EXTRAIT DU DOCUMENT:
+===+

DE CONDAMNER la société MUTUALITÉ FRANÇAISE CHAMPAGNE ARDENNE SSAM aux dépens de première instance et d’appel ;

Madame [U] [C] [O] soutient que son licenciement est nul en raison de l’atteinte portée aux droits de la défense dans le cadre de l’entretien préalable, en raison du contexte de harcèlement moral dans lequel est intervenue la procédure de licenciement et à raison de la discrimination liée à l’âge.

Elle fait valoir que l’article 6 de la Convention européenne des droits de l’homme a consacré le droit de toute personne à ce que sa cause soit entendue équitablement par un tribunal indépendant et impartial, que la jurisprudence fait une application large de la notion de tribunal, que l’article 6§1 de la Convention européenne des droits de l’homme garantit l’existence d’une liberté fondamentale qui consiste à voir sa situation appréciée équitablement dans le respect des droits attachés à la défense.

+===+

CONTENU DES DONNÉES:

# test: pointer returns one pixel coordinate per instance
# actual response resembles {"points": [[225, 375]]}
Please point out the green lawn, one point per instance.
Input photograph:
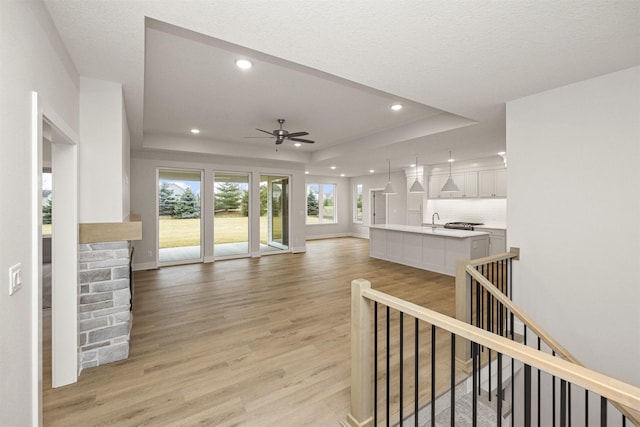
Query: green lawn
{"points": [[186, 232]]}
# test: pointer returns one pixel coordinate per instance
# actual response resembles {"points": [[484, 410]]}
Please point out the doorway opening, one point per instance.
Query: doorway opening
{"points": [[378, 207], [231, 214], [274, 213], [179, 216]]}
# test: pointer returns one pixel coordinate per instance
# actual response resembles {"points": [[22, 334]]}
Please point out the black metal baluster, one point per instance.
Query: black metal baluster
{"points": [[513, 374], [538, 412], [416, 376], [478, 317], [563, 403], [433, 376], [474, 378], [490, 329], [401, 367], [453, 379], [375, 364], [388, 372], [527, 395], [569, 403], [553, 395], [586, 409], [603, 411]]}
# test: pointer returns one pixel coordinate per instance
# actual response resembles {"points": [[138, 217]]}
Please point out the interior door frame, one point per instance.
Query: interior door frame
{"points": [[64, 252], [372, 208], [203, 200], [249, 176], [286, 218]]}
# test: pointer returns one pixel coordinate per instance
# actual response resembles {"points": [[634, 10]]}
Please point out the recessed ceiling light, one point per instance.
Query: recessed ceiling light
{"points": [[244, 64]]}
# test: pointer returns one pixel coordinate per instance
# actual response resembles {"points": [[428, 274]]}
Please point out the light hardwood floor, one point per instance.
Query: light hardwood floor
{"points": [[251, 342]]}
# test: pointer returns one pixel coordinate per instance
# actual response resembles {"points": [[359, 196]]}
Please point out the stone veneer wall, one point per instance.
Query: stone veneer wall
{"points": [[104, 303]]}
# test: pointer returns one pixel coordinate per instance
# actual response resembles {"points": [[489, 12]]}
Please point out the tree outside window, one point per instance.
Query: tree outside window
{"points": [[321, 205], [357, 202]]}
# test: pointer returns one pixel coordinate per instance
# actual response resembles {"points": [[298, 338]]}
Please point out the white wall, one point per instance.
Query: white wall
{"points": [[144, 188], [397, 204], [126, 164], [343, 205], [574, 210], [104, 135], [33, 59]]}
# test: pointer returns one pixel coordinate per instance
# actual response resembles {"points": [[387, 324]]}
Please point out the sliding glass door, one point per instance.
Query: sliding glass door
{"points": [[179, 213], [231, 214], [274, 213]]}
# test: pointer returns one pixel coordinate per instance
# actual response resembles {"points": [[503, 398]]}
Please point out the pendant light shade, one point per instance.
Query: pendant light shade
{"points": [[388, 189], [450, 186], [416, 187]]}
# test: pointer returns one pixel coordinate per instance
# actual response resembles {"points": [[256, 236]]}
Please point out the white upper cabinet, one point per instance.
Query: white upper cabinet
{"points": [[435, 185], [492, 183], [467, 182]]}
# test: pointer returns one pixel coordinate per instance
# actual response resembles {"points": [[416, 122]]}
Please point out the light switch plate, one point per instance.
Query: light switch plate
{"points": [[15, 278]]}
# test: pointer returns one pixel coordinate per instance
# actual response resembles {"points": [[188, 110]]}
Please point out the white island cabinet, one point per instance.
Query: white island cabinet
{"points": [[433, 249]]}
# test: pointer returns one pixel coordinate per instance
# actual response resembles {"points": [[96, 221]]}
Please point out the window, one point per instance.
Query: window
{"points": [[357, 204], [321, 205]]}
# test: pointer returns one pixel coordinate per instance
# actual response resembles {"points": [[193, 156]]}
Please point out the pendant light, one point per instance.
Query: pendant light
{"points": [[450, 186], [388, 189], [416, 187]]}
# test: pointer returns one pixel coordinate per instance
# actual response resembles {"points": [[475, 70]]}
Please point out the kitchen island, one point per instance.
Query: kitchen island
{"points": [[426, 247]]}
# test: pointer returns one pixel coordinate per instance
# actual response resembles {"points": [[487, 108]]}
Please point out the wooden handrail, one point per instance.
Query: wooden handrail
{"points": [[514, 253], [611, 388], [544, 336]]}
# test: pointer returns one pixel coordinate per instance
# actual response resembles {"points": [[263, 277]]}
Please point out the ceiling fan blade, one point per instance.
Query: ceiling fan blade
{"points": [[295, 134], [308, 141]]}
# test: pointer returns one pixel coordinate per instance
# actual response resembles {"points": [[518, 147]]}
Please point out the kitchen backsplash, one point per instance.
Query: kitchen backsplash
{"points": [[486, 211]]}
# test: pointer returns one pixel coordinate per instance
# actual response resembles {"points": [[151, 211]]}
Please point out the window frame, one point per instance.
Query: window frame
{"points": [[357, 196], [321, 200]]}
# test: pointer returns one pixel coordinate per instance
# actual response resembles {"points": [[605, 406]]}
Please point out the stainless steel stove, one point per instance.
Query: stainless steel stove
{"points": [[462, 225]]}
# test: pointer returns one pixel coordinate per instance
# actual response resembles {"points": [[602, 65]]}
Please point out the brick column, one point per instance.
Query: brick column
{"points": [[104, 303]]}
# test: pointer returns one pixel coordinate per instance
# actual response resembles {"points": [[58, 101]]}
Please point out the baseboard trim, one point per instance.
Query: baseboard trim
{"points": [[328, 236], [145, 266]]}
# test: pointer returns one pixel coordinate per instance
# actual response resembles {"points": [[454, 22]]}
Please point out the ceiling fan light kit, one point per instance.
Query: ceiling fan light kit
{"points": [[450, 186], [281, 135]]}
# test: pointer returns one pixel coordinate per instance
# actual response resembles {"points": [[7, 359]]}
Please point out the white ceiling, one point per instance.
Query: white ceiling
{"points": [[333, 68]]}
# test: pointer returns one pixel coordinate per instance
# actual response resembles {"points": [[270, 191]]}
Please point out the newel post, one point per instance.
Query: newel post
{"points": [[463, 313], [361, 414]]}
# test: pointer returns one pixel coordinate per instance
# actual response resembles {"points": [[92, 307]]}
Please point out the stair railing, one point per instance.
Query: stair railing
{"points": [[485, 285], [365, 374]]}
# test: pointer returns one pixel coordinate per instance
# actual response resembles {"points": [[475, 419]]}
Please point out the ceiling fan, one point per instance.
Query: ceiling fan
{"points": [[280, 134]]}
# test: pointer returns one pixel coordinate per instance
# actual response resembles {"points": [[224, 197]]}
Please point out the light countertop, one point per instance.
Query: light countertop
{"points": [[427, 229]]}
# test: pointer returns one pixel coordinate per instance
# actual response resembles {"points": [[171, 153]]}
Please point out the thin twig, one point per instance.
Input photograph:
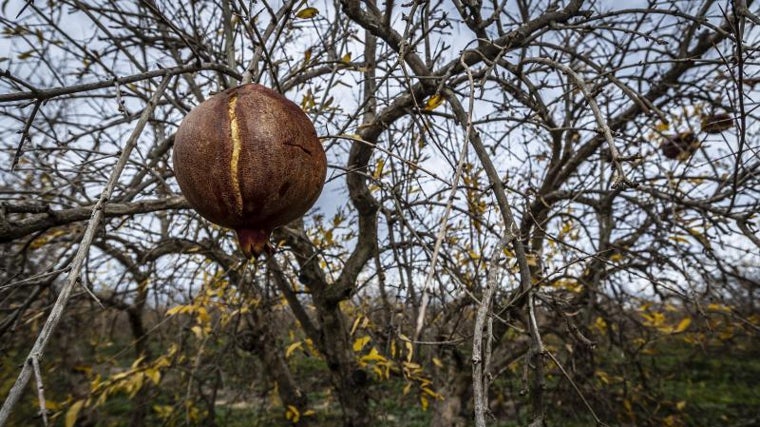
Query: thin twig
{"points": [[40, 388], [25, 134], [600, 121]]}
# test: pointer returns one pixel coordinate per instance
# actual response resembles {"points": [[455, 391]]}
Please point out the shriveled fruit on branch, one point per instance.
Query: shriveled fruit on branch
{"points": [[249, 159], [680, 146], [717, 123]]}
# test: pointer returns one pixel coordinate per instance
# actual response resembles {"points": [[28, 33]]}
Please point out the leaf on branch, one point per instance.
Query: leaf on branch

+===+

D'après l'extrait du document, pour quelles raisons Madame [U] [C] [O] soutient-elle que son licenciement est nul ?

RÉPONSE: Elle invoque l'atteinte portée aux droits de la défense lors de l'entretien préalable, le contexte de harcèlement moral dans lequel est intervenue la procédure de licenciement et la discrimination liée à l'âge.